La publicité au générique, la publicité professionnelle

2 La publicité professionnelle
2.1 La publicité au générique
2.2 L’économie de marché et la publicité professionnelle
2.3 Historique de la période restrictive
2.3 Période d’ouverture de la publicité professionnelle
2 La publicité professionnelle
2.1 Publicité au générique
Nous connaissons tous ce qu’est la publicité ou du moins nous le croyons.
Tous les jours, du lever au coucher, nous sommes enveloppés par la publicité : Autobus, Métro, Radio, Télévision, Panneaux réclame, Journaux de toutes sortes.
Il n’y a pas deux pas que nous fassions et nous butons sur une affiche publicitaire.
La publicité qu’elle soit commerciale ou professionnelle présente plusieurs éléments semblables.
Les auteurs consultés sont des universitaires de renoms œuvrant dans des milieux quelque peu différents. Les Cossette, Motulsky et Galbraith n’ont plus à être présentés. Ils ont tous trois pris position sur la publicité et on ne peut ignorer leurs commentaires puisque cette même publicité est le fondement de la publicité professionnelle.
Le sujet de la publicité professionnelle intéresse toutes les professions libérales reconnues par le code des professions québécois. Nous évaluerons la situation sous cet angle, mais avec une attention particulière vers la médecine dentaire, qui présente certaines spécificités.
2.1.1 LA DOCTRINE : LES VUES D’UNIVERSITAIRES RECONNUS
« L’animal est une créature du besoin, alors que l’homme y ajoute le désir. Le besoin est organiquement ressenti [la SOIF…); le désir est la sensation d’un manque qui n’est pas un besoin »*
*Marcel Boisot dans «La morale cette imposture» (1999)

• Lignes:
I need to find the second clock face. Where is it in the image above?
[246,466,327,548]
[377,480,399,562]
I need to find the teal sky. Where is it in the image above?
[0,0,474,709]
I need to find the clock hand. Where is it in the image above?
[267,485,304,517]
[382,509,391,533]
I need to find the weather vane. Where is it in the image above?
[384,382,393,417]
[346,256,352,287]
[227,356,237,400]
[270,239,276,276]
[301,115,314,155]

• Consignes:
a. Recopiez s'il vous plaît à l'identique l'intégralité du texte sur la publicité professionnelle.
b. Dans les enregistrements, réécrivez uniquement les lignes qui vont de celle contenant « I need to find the weather » jusqu'à la fin des enregistrements, en remplaçant « weather vane » par « rooster » sans rien modifier d'autre.

• Réponses correctes:
a.
La publicité au générique, la publicité professionnelle

2 La publicité professionnelle
2.1 La publicité au générique
2.2 L’économie de marché et la publicité professionnelle
2.3 Historique de la période restrictive
2.3 Période d’ouverture de la publicité professionnelle
2 La publicité professionnelle
2.1 Publicité au générique
Nous connaissons tous ce qu’est la publicité ou du moins nous le croyons.
Tous les jours, du lever au coucher, nous sommes enveloppés par la publicité : Autobus, Métro, Radio, Télévision, Panneaux réclame, Journaux de toutes sortes.
Il n’y a pas deux pas que nous fassions et nous butons sur une affiche publicitaire.
La publicité qu’elle soit commerciale ou professionnelle présente plusieurs éléments semblables.
Les auteurs consultés sont des universitaires de renoms œuvrant dans des milieux quelque peu différents. Les Cossette, Motulsky et Galbraith n’ont plus à être présentés. Ils ont tous trois pris position sur la publicité et on ne peut ignorer leurs commentaires puisque cette même publicité est le fondement de la publicité professionnelle.
Le sujet de la publicité professionnelle intéresse toutes les professions libérales reconnues par le code des professions québécois. Nous évaluerons la situation sous cet angle, mais avec une attention particulière vers la médecine dentaire, qui présente certaines spécificités.
2.1.1 LA DOCTRINE : LES VUES D’UNIVERSITAIRES RECONNUS
« L’animal est une créature du besoin, alors que l’homme y ajoute le désir. Le besoin est organiquement ressenti [la SOIF…); le désir est la sensation d’un manque qui n’est pas un besoin »*
*Marcel Boisot dans «La morale cette imposture» (1999)

b.
I need to find the rooster. Where is it in the image above?
[384,382,393,417]
[346,256,352,287]
[227,356,237,400]
[270,239,276,276]
[301,115,314,155]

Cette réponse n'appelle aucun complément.